(Data entries)
■ ■ ■

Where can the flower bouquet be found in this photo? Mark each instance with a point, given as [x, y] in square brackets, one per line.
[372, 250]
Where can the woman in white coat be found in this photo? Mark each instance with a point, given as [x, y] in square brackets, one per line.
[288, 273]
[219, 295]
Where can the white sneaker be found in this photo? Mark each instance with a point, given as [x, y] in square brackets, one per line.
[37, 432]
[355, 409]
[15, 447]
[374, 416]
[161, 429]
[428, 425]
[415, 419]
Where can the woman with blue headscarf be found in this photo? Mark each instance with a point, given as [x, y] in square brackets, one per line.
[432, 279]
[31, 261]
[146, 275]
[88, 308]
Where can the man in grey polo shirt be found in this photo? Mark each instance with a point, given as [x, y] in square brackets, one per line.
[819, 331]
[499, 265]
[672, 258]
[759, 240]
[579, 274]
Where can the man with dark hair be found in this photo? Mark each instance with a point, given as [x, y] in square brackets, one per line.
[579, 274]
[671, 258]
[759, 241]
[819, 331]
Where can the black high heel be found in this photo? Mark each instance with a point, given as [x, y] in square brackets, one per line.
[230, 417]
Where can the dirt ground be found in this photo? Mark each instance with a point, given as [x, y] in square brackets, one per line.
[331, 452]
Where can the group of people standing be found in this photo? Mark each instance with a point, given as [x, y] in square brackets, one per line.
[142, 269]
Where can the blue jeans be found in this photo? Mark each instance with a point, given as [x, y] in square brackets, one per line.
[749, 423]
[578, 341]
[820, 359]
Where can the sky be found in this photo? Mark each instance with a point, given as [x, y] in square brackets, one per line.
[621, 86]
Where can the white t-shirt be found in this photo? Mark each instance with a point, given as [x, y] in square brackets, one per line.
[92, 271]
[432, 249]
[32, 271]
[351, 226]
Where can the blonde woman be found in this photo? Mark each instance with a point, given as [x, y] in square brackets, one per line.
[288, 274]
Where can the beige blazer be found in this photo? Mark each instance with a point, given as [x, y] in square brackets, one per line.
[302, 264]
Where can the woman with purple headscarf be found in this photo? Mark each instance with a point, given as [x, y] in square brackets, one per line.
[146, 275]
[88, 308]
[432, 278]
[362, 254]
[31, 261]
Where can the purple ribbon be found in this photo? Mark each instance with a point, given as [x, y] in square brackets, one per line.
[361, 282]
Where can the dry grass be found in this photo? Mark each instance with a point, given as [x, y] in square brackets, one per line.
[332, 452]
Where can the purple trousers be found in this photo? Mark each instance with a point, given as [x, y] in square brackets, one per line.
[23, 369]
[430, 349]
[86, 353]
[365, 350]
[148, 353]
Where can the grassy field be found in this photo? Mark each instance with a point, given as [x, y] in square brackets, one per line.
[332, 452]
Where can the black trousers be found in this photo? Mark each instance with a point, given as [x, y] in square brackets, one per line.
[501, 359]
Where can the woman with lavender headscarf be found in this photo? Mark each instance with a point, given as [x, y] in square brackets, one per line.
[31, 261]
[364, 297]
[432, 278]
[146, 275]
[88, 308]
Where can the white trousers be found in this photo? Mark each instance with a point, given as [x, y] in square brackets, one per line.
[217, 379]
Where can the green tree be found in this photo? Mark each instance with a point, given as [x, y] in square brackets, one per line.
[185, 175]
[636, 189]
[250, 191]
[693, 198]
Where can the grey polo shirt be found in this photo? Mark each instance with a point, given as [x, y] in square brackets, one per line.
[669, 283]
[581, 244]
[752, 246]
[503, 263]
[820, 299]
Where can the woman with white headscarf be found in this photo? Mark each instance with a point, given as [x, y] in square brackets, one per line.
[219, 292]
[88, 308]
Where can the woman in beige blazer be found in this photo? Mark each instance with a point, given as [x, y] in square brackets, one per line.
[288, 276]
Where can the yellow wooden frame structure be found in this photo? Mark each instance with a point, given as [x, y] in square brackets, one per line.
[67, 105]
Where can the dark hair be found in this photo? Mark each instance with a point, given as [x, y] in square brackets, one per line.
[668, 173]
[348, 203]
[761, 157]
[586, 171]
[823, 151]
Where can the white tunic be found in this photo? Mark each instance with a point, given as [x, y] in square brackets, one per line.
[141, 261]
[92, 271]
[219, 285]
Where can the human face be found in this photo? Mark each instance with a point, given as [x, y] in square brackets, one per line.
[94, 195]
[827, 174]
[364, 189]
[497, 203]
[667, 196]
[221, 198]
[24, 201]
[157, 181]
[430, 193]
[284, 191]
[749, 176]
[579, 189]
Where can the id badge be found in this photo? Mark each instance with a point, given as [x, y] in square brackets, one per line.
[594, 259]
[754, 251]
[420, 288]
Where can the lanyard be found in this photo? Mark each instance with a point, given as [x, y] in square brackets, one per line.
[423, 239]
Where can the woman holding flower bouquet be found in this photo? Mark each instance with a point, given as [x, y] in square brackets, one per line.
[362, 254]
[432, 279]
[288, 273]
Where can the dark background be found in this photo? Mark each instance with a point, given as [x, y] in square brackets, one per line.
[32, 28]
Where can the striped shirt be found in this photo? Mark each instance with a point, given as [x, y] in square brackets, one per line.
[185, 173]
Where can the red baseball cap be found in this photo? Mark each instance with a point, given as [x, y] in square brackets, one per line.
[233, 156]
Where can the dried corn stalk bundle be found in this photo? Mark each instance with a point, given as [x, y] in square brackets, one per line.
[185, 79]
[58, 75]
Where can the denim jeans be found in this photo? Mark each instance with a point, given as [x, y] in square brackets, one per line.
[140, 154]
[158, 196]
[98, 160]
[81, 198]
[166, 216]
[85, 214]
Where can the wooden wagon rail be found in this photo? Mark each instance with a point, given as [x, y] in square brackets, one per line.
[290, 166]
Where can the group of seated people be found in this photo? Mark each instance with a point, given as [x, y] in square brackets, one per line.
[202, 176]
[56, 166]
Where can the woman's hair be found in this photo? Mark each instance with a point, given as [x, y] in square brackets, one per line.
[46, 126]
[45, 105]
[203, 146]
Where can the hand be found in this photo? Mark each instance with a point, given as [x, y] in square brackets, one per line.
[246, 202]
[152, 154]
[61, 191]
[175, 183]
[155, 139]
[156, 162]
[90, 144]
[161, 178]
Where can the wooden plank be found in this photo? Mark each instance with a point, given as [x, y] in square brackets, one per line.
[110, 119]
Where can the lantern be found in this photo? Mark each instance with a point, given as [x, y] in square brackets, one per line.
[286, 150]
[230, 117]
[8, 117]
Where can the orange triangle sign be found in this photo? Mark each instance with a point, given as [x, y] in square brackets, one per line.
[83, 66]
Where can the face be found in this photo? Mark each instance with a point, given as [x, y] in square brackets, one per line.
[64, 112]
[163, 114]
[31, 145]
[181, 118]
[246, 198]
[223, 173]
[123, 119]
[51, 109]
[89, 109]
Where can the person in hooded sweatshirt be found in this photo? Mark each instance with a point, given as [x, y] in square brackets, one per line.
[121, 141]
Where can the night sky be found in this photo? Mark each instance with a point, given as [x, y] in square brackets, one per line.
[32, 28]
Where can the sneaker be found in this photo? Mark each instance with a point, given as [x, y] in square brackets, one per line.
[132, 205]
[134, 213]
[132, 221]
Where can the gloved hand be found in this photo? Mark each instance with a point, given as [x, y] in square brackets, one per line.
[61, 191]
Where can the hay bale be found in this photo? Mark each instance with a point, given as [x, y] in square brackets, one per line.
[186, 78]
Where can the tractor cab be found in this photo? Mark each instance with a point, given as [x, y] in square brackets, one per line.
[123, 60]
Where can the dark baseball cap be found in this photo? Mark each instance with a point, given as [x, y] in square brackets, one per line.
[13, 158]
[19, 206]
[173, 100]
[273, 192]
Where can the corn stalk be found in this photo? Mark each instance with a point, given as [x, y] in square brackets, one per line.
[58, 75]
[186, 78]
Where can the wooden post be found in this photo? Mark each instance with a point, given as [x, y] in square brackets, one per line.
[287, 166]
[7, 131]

■ ■ ■

**Requirements**. Copy the lines starting at the one that contains "Where can the corn" and ending at the end of the records, swapping "wooden post" for "fence post" and leaving everything else unchanged.

**Output of the task**.
Where can the corn stalk be found in this photo? Mark each instance with a point, given as [x, y] in square brackets, one per line.
[58, 75]
[186, 78]
Where can the fence post be found in this photo? Mark each instance with a point, given as [x, y] in square brackets, one per line.
[287, 166]
[7, 131]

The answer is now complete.